Excerpt provided:
Start of Block
Agaricus californicus, commonly known as the mock meadow mushroom, or California agaricus, is a species of fungus in the section Xanthodermati of the genus Agaricus.

The mushroom is mildly poisonous, often causing gastrointestinal upset.

==Description==
The caps are 5–12 cm wide, white, sometimes with a grayish-tan center, dry, and either unchanged or yellowing slightly when bruised. The stalk is 3-10 cm long and 1–2 wide, perhaps larger at the base. It has a persistent ring. The spores are brown and smooth.

The species, like many members of Agaricus section Xanthodermati, displays a yellowing (then darker) reaction where its flesh has been damaged, although this is not always readily apparent. The cap surface turns yellow in KOH.

===Similar species===
Agaricus californicus resembles many other Agaricus species, including A. arvensis, A. bisporus, A. campestris, and A. cupreobrunneus, which are edible and thus require careful identification.

The yellowing reaction to bruising is more quickly apparent in A. xanthodermus (a relative in the section Xanthodermati).

==Toxicity==
It is mildly poisonous, causing gastrointestinal upset in many individuals. The etiology of these symptoms is unclear and some individuals can eat it without experiencing symptoms, but as there is no way to tell who can eat the mushroom safely it is generally recommended against.
End of Block
(Dataset items)
Start of Block
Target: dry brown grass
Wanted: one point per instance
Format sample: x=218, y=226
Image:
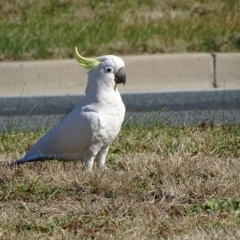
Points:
x=51, y=29
x=145, y=194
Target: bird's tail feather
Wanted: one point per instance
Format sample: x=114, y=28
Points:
x=32, y=158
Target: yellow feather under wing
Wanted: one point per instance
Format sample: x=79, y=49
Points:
x=88, y=63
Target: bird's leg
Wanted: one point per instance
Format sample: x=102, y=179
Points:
x=102, y=157
x=88, y=160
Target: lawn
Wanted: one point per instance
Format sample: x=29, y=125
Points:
x=162, y=182
x=51, y=29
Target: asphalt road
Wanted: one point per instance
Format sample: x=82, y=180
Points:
x=172, y=108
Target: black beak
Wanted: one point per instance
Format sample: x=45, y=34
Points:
x=120, y=77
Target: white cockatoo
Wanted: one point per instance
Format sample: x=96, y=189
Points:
x=87, y=131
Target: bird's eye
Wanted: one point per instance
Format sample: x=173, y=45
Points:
x=109, y=69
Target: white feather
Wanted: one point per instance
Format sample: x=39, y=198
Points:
x=91, y=127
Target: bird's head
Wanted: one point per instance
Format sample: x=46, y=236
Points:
x=110, y=67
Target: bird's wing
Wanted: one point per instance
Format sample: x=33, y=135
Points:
x=69, y=139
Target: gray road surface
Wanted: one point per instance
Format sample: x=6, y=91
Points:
x=173, y=108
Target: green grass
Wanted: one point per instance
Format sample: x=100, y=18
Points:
x=162, y=182
x=51, y=29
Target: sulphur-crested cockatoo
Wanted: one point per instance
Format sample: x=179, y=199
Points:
x=87, y=131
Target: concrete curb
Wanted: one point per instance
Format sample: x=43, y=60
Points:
x=137, y=102
x=178, y=72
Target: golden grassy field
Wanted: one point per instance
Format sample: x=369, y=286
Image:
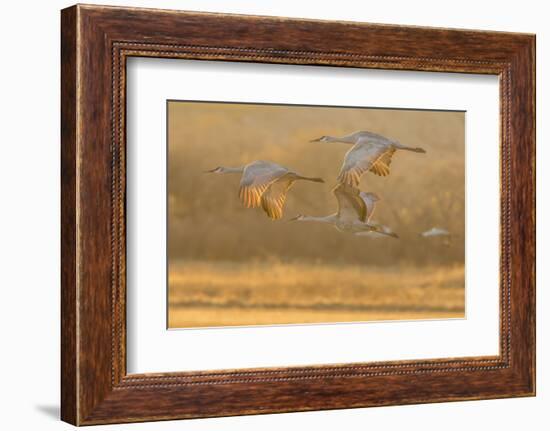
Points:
x=228, y=294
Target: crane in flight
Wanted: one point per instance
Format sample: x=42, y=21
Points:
x=354, y=211
x=265, y=184
x=370, y=152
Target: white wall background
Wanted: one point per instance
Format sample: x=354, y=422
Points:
x=29, y=215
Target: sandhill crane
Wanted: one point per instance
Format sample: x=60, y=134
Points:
x=265, y=184
x=383, y=232
x=370, y=152
x=352, y=214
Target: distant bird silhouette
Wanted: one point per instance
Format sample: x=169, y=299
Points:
x=439, y=232
x=265, y=184
x=370, y=152
x=353, y=213
x=435, y=231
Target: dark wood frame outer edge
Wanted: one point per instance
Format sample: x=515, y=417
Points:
x=95, y=43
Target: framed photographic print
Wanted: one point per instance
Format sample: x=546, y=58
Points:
x=266, y=215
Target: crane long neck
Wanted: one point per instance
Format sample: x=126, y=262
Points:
x=341, y=139
x=325, y=219
x=230, y=170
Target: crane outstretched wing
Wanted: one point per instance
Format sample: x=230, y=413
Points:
x=363, y=157
x=351, y=207
x=257, y=177
x=274, y=198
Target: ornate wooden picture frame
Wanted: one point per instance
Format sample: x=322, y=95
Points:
x=96, y=41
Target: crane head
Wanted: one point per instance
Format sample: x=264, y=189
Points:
x=296, y=218
x=216, y=170
x=321, y=139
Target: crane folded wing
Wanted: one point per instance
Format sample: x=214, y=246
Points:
x=351, y=206
x=257, y=177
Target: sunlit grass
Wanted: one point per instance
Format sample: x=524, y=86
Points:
x=223, y=293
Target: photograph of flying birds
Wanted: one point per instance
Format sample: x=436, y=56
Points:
x=243, y=178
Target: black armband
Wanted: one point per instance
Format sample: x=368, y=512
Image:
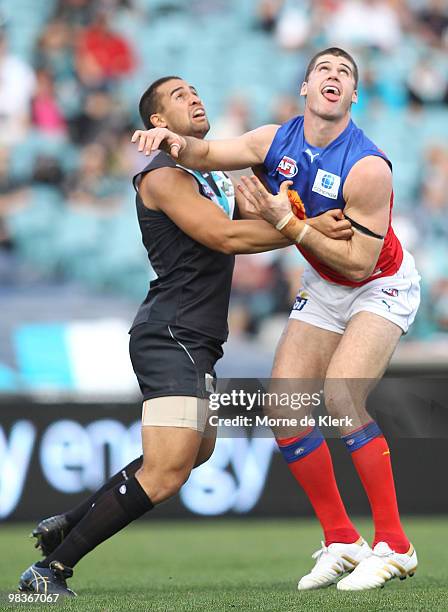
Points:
x=363, y=230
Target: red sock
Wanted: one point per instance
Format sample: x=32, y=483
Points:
x=314, y=472
x=372, y=462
End of Block
Task to complete:
List the edible Agaricus species that the text on Agaricus californicus says it resembles. The listing plays no part in what comes next.

Problem solution:
A. arvensis, A. bisporus, A. campestris, A. cupreobrunneus